_WRITTEN INSTRUCTION_. Copy the beagle line control forum thread below word for word, from its title to its last line.

# Must see Video:  Beagle Line Control



## Frogman87 (Dec 26, 2013)

I was watching youtube videos of beagles running the other day and came across this video.  I could not believe the line control of these two hounds.  Amazing, there was never a check.  Something everyone needs to see!


----------



## shawnrice (Dec 26, 2013)

Frogman I dont know what to say ......................I think I'll stick with my wild and crazy blues


----------



## Jody Hawk (Dec 26, 2013)

Who would waste dog feed on them things? 

That is a pretty dog leading the "race" though.


----------



## daddy ron (Dec 26, 2013)

i wonder if these are blackcreek bred


----------



## Ruger#3 (Dec 26, 2013)

daddy ron said:


> i wonder if these are blackcreek bred



Ron I attended a "field trial" of those things. I knew an older gentlemen that begged me to attend. I entered my hound Davey , a 13 inch SPO style male. The rabbit jumped, there was a dozen "tally hos" and my hound disappeared over the hill bawling as he and the rabbit went our of site.

_EXTRACTED DATA_.
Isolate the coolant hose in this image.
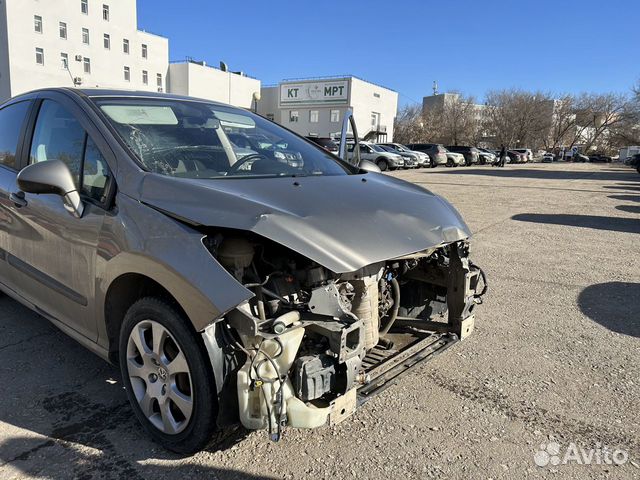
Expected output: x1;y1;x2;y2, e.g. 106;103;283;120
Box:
380;278;400;337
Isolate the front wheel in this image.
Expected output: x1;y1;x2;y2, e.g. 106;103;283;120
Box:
119;298;217;454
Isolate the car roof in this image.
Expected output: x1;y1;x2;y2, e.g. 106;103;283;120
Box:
7;87;230;106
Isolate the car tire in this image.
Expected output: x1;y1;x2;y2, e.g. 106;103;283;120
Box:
119;297;217;454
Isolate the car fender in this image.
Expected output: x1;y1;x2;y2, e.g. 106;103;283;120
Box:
96;194;253;344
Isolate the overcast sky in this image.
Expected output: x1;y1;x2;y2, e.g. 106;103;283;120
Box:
138;0;640;104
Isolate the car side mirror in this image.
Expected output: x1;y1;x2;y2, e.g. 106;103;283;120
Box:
338;108;361;166
17;160;84;218
358;159;382;173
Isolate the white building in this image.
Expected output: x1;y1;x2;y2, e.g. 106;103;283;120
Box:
0;0;169;101
168;60;260;108
258;76;398;142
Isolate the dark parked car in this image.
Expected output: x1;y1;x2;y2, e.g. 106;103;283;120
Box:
0;89;486;453
306;137;339;154
507;150;527;163
375;144;420;168
378;143;431;168
405;143;448;168
447;145;480;167
589;153;613;163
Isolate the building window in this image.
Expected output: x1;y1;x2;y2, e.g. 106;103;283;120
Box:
36;48;44;65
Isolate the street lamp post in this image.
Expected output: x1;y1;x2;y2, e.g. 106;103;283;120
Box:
253;92;261;113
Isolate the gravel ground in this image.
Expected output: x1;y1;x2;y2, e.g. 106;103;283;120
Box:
0;164;640;480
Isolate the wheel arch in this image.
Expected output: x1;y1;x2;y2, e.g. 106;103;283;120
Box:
104;273;193;363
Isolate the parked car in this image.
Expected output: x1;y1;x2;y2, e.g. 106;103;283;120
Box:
478;147;498;165
446;150;467;167
507;150;527;163
624;153;640;167
589;153;613;163
512;148;533;162
347;142;405;172
375;144;420;168
378;143;431;167
447;145;480;167
405;143;448;168
306;137;339;154
0;89;486;454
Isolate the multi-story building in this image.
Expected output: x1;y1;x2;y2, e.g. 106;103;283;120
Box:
258;76;398;141
0;0;169;101
168;59;260;108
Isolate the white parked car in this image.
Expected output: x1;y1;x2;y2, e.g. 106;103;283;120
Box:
347;142;405;172
511;148;533;163
446;150;467;167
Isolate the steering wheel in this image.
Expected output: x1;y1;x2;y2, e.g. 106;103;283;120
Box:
227;153;269;176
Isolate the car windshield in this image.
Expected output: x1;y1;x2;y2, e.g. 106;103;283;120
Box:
96;98;357;179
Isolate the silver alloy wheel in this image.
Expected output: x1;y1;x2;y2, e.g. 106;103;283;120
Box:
127;320;193;435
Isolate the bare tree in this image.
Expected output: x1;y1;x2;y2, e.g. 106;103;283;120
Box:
571;93;637;151
484;89;553;148
547;94;576;151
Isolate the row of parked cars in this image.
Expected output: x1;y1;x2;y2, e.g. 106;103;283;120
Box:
307;137;533;171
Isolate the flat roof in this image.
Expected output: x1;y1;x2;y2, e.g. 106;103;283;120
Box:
279;74;398;93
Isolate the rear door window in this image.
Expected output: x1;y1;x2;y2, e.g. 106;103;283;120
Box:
0;102;31;170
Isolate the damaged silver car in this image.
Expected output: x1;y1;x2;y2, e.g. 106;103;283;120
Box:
0;89;486;453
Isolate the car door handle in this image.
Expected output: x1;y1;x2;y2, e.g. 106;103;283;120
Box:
9;192;27;208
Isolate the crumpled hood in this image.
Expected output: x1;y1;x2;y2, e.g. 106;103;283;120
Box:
139;173;471;273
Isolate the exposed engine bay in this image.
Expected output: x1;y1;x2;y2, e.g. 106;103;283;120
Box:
203;231;487;441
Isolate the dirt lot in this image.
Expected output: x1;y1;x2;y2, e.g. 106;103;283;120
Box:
0;164;640;480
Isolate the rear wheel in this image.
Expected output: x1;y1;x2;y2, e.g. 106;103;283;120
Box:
119;298;217;454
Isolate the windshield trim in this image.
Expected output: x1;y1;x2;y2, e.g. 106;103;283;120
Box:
90;94;363;180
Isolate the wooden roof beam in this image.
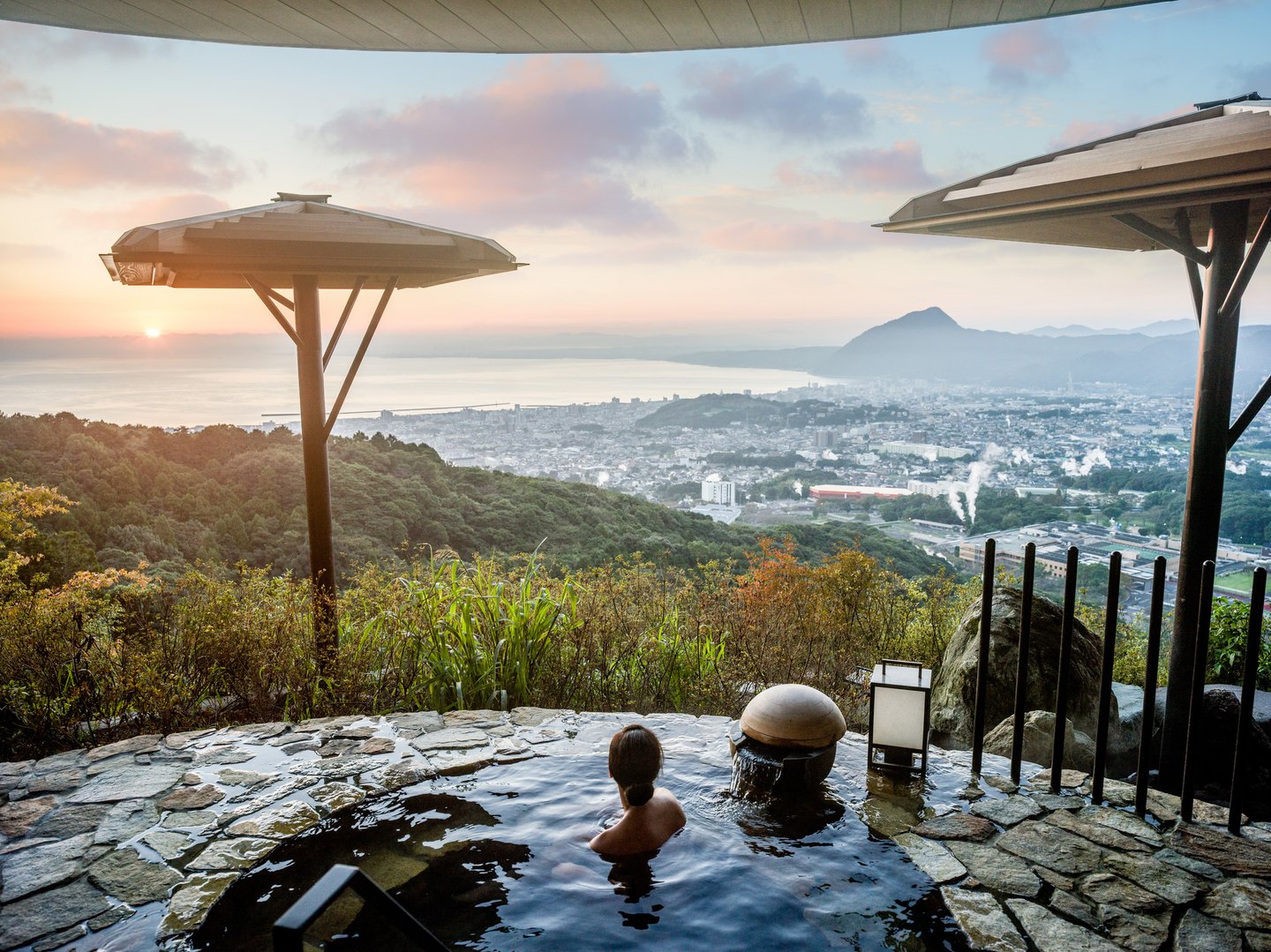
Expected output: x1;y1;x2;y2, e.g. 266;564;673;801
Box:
1112;213;1213;268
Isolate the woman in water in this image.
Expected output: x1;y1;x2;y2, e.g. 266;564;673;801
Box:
591;724;684;856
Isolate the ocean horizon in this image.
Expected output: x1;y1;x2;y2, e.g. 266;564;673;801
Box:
0;349;843;428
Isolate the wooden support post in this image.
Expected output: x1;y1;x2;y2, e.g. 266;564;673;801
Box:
971;539;997;776
1049;545;1077;793
294;274;338;670
1011;543;1037;783
1161;201;1250;788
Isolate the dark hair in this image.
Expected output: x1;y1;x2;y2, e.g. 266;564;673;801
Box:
609;724;662;807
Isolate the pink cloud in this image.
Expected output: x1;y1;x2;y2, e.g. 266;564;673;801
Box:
1049;103;1195;150
79;192;230;231
777;139;936;192
702;219;869;254
318;58;704;230
685;64;869;139
843;40;911;74
0;23;154;63
980;23;1070;87
0;242;64;262
0;109;239;190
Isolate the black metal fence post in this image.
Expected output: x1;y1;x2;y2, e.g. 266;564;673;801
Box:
1178;559;1214;822
1227;568;1267;835
1091;551;1121;803
1133;556;1165;816
1049;545;1077;793
971;539;997;776
1011;543;1037;783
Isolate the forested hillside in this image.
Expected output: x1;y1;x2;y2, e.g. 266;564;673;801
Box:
0;413;938;583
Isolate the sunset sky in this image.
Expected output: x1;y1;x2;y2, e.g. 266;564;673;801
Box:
0;0;1271;346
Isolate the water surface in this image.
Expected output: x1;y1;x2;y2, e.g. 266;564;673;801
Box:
194;721;967;952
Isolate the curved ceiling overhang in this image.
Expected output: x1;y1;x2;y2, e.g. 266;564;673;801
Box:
0;0;1163;54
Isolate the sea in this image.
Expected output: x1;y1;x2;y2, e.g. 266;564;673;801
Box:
0;352;841;427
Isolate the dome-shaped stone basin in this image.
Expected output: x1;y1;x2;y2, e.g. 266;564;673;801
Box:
741;684;847;749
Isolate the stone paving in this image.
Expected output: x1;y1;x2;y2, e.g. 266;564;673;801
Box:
890;770;1271;952
0;708;1271;952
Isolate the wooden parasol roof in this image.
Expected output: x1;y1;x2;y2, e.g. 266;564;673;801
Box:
0;0;1161;54
102;192;519;289
879;99;1271;251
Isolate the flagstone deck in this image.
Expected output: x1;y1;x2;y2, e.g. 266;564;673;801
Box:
0;708;1271;952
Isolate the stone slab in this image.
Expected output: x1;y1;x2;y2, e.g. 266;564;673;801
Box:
226;801;321;840
941;886;1028;952
185;836;278;871
0;797;57;836
996;811;1102;876
309;781;366;814
141;830;192;859
1006;898;1121;952
1078;873;1169;912
87;846;183;906
0;833;93;905
1152;846;1222;882
410;727;489;753
1046;810;1159;853
1169;824;1271;878
159;783;225;810
1100;906;1169;952
1201;880;1271;929
156;872;240;940
895;833;966;885
66;762;185;803
1175;909;1245;952
0;878;110;948
35;803;110;839
1103;853;1208;905
914;811;997;843
948;840;1041;898
26;767;84;793
971;794;1045;826
93;799;159;844
87;733;162;764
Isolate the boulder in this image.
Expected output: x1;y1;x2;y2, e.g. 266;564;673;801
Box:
932;588;1120;762
1192;690;1271;820
984;710;1094;771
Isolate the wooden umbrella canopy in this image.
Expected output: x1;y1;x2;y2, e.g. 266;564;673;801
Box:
102;192;520;661
0;0;1161;54
881;93;1271;778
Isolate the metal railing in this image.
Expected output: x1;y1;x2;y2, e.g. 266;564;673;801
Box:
274;863;448;952
971;539;1267;834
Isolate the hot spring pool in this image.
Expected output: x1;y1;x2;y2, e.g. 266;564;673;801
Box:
192;716;968;952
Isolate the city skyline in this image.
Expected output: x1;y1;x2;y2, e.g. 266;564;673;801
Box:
0;0;1271;344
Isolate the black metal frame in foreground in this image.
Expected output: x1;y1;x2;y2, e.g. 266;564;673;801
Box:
966;539;1267;835
274;863;448;952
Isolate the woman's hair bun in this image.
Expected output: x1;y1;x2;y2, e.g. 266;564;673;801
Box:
627;782;653;807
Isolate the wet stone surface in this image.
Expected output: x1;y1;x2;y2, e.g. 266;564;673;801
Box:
0;708;1271;952
892;771;1271;952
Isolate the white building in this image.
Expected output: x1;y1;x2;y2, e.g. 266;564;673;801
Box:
702;479;736;506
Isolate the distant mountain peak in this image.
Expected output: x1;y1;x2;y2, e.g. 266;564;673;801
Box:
884;308;961;329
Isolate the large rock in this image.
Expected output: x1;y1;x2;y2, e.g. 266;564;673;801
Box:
1193;690;1271;820
932;588;1120;749
984;710;1094;770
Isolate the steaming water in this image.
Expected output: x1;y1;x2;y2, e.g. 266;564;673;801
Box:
194;718;966;952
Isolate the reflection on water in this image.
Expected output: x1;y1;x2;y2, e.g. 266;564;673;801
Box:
194;726;966;952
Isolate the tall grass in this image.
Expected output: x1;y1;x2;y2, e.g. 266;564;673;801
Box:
0;542;970;759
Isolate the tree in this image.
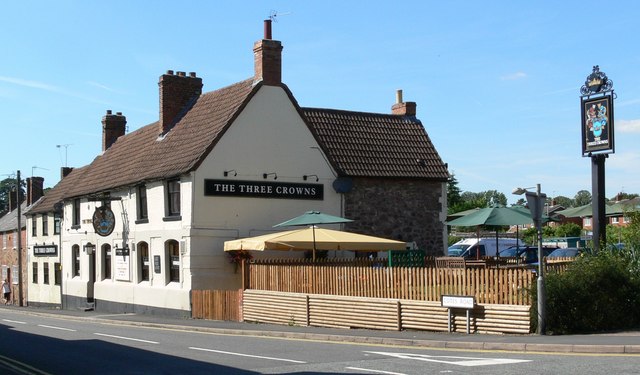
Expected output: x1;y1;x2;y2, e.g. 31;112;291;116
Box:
480;190;507;207
573;190;591;207
0;177;27;211
447;173;462;213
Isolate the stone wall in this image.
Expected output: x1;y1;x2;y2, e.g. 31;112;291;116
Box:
344;178;446;255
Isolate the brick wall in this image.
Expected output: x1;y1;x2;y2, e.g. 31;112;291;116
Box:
344;178;444;255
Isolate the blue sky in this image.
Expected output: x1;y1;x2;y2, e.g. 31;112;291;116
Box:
0;0;640;206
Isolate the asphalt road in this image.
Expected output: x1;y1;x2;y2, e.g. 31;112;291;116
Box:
0;311;640;375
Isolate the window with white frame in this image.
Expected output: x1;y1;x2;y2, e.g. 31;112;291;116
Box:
165;240;180;282
138;241;149;282
167;179;180;217
71;245;80;277
101;244;111;280
42;214;49;236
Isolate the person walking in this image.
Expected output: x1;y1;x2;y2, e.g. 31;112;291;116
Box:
2;279;11;305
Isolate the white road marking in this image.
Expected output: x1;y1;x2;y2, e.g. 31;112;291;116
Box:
38;324;76;332
2;319;27;324
345;367;406;375
366;352;531;367
94;333;159;344
189;346;307;363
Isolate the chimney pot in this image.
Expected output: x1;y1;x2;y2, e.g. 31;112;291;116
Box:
264;20;271;39
158;72;202;135
102;110;127;152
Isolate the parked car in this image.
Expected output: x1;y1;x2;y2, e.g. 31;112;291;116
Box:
547;247;582;259
447;238;524;259
500;246;558;264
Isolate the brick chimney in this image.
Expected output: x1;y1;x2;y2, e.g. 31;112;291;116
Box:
27;177;44;206
391;90;416;116
60;167;73;180
102;109;127;152
158;70;202;135
253;20;282;86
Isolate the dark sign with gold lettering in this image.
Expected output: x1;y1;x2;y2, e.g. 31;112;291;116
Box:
92;206;116;237
581;95;614;156
204;179;324;200
33;245;58;257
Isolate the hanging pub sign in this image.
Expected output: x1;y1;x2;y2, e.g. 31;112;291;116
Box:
92;205;116;237
204;179;324;200
580;65;615;156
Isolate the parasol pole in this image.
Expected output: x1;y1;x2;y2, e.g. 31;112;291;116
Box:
311;225;316;262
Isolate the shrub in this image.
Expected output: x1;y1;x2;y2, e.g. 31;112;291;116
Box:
532;251;640;334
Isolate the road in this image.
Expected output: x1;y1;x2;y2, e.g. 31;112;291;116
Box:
0;311;640;375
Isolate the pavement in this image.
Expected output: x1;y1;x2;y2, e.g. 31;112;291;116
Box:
0;305;640;356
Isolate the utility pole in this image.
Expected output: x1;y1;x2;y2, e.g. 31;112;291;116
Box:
16;170;22;306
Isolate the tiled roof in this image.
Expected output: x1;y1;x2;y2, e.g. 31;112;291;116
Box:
302;108;449;180
66;79;254;198
25;166;88;215
37;79;449;209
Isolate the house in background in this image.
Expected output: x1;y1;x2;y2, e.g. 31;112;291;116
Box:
29;21;449;316
0;177;44;305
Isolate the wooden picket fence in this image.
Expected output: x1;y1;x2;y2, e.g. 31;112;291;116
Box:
247;260;535;305
191;289;243;322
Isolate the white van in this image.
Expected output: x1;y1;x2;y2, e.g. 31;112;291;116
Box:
447;237;525;259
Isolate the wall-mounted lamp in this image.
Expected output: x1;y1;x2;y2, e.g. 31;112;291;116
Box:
83;242;96;255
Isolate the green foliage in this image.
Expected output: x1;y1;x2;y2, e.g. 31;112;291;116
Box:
553;195;573;208
532;250;640;334
573;190;591;207
520;227;538;246
447;236;463;246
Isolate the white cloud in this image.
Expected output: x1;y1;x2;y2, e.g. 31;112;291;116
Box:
615;119;640;133
500;72;527;81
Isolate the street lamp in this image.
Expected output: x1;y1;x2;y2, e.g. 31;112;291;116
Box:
512;184;547;335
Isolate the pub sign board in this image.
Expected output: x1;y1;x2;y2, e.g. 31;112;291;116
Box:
204;179;324;200
33;245;58;257
580;95;615;156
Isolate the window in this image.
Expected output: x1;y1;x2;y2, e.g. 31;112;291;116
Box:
42;262;49;284
167;180;180;216
71;245;80;277
165;240;180;282
137;184;149;221
42;214;49;236
138;242;149;281
71;198;80;227
31;262;38;284
102;244;111;280
53;213;61;234
53;263;62;285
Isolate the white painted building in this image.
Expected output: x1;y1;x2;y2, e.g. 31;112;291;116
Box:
29;22;448;316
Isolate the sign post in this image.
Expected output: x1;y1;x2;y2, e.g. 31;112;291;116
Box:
580;65;616;252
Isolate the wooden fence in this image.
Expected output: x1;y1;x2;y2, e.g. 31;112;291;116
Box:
191;289;243;322
243;290;531;334
247;261;535;305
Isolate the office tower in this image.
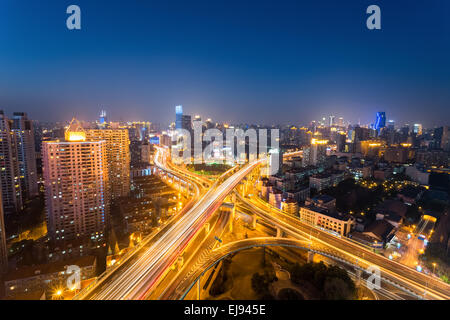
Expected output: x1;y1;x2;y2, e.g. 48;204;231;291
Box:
441;126;450;151
302;138;328;167
181;114;192;131
0;110;23;214
268;148;283;175
99;110;108;127
387;120;395;130
375;112;386;130
12;112;38;198
86;129;130;199
330;116;334;127
42;119;109;244
413;123;422;136
0;195;8;274
175;105;183;129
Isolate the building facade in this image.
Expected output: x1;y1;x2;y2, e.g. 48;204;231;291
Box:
86;129;130;199
0;110;23;214
300;205;354;236
42;121;109;242
0;195;8;274
12;112;38;198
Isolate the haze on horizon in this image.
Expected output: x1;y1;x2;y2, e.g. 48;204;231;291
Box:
0;0;450;127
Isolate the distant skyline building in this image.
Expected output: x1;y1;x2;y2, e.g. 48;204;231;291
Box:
375;111;386;131
42;119;109;244
413;123;423;136
330;116;335;127
12;112;39;199
175;105;183;129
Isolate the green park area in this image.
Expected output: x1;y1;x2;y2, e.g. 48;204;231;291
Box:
209;248;357;300
187;163;231;176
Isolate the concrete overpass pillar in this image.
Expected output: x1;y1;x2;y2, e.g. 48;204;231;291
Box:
177;256;184;270
277;227;283;238
220;202;236;232
252;215;257;229
308;251;314;262
356;269;362;286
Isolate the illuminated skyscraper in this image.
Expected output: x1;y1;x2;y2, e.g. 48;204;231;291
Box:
175;105;183;129
413;123;422;136
302;138;328;167
375;112;386;130
12;112;38;198
0;110;23;214
42;119;109;243
0;195;8;274
86;129;130;199
441;126;450;151
330;116;335;127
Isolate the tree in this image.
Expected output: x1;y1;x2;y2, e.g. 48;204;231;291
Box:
323;278;354;300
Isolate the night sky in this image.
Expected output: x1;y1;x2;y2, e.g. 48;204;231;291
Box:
0;0;450;126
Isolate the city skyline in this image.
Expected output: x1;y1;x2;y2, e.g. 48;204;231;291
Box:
0;0;450;127
0;0;450;304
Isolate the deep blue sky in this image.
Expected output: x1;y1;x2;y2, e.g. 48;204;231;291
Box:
0;0;450;126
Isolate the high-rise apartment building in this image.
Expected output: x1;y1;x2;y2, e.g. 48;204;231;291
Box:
0;195;8;274
12;112;38;198
0;110;23;214
375;111;386;130
175;105;183;129
42;119;109;243
302;138;328;167
86;129;130;199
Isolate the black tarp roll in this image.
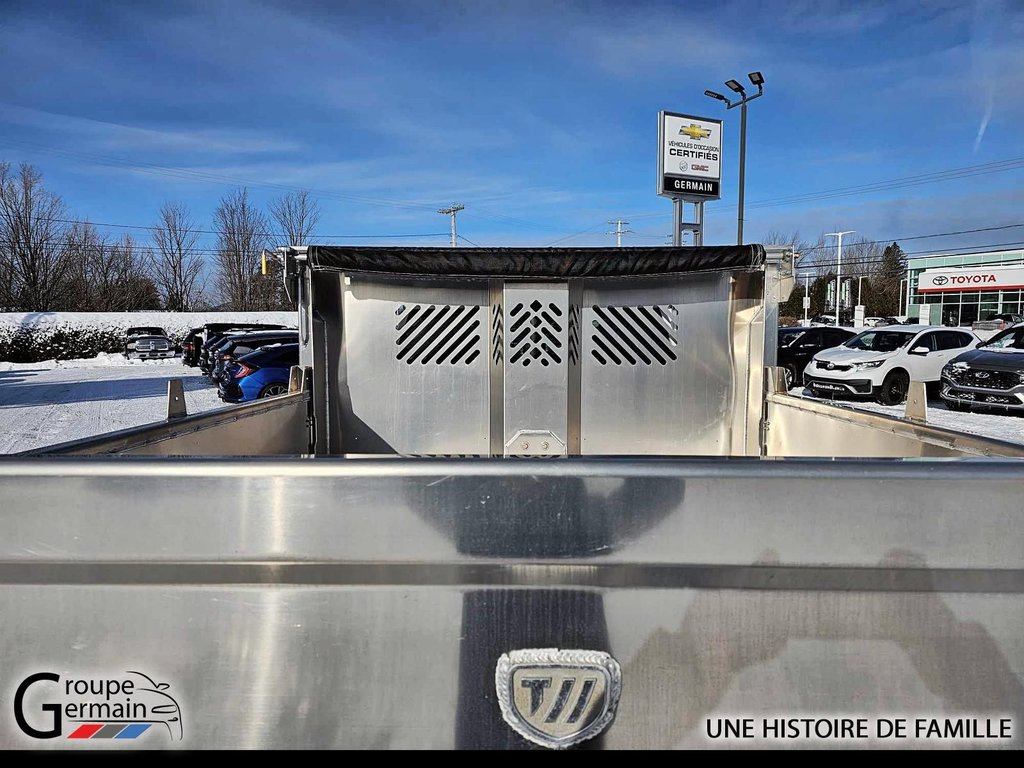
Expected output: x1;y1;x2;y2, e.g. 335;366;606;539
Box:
299;245;765;280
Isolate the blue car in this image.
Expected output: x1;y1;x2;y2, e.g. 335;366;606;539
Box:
217;344;299;402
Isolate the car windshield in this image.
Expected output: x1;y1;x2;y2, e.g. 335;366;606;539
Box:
778;331;804;347
978;328;1024;349
843;331;916;352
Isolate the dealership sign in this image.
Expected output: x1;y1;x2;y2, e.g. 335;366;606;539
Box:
918;266;1024;293
657;112;722;201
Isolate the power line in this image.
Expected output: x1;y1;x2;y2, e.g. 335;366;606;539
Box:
798;240;1024;269
801;223;1024;253
0;216;449;240
605;219;633;248
437;203;466;248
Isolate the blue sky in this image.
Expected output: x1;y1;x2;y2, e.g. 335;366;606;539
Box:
0;0;1024;259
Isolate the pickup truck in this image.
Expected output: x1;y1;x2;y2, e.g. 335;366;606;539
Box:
0;246;1024;749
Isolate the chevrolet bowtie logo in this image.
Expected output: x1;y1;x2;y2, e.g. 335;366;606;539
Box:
679;123;711;138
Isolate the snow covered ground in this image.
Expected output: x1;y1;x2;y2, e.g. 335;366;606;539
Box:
0;311;298;338
0;354;224;454
790;387;1024;442
0;354;1024;454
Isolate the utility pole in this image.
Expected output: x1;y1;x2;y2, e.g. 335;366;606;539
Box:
804;273;811;328
825;229;856;328
701;72;765;246
437;203;466;248
605;219;633;248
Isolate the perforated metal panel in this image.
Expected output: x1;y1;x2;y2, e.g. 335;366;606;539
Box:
337;276;490;456
580;273;745;455
303;250;774;457
503;283;570;456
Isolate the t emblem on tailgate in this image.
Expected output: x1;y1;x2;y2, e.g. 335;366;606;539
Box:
495;648;622;749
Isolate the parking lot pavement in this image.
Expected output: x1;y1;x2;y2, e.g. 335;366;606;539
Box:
790;387;1024;442
0;355;224;454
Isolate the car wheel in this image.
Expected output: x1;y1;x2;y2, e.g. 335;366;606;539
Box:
259;384;288;397
879;371;910;406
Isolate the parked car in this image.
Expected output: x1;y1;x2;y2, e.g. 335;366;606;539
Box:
197;323;287;375
804;326;978;406
127;336;175;360
940;325;1024;411
181;328;203;368
807;313;853;328
971;312;1024;331
775;326;855;389
217;343;299;402
124;326;173;357
864;317;900;328
210;331;299;384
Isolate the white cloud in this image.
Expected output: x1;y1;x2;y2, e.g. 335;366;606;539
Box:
0;102;299;155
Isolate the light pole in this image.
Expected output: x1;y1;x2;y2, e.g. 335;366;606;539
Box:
437;203;466;248
705;72;765;246
825;229;856;328
804;272;811;328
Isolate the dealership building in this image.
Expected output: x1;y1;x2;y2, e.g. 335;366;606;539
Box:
905;249;1024;326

_EXPECTED ANSWER_.
# Must see Video:  Beagle Line Control



## Frogman87 (Dec 26, 2013)

I was watching youtube videos of beagles running the other day and came across this video.  I could not believe the line control of these two hounds.  Amazing, there was never a check.  Something everyone needs to see!


----------



## shawnrice (Dec 26, 2013)

Frogman I dont know what to say ......................I think I'll stick with my wild and crazy blues


----------



## Jody Hawk (Dec 26, 2013)

Who would waste dog feed on them things? 

That is a pretty dog leading the "race" though.


----------



## daddy ron (Dec 26, 2013)

i wonder if these are blackcreek bred


----------



## Ruger#3 (Dec 26, 2013)

daddy ron said:


> i wonder if these are blackcreek bred



Ron I attended a "field trial" of those things. I knew an older gentlemen that begged me to attend. I entered my hound Davey , a 13 inch SPO style male. The rabbit jumped, there was a dozen "tally hos" and my hound disappeared over the hill bawling as he and the rabbit went our of site.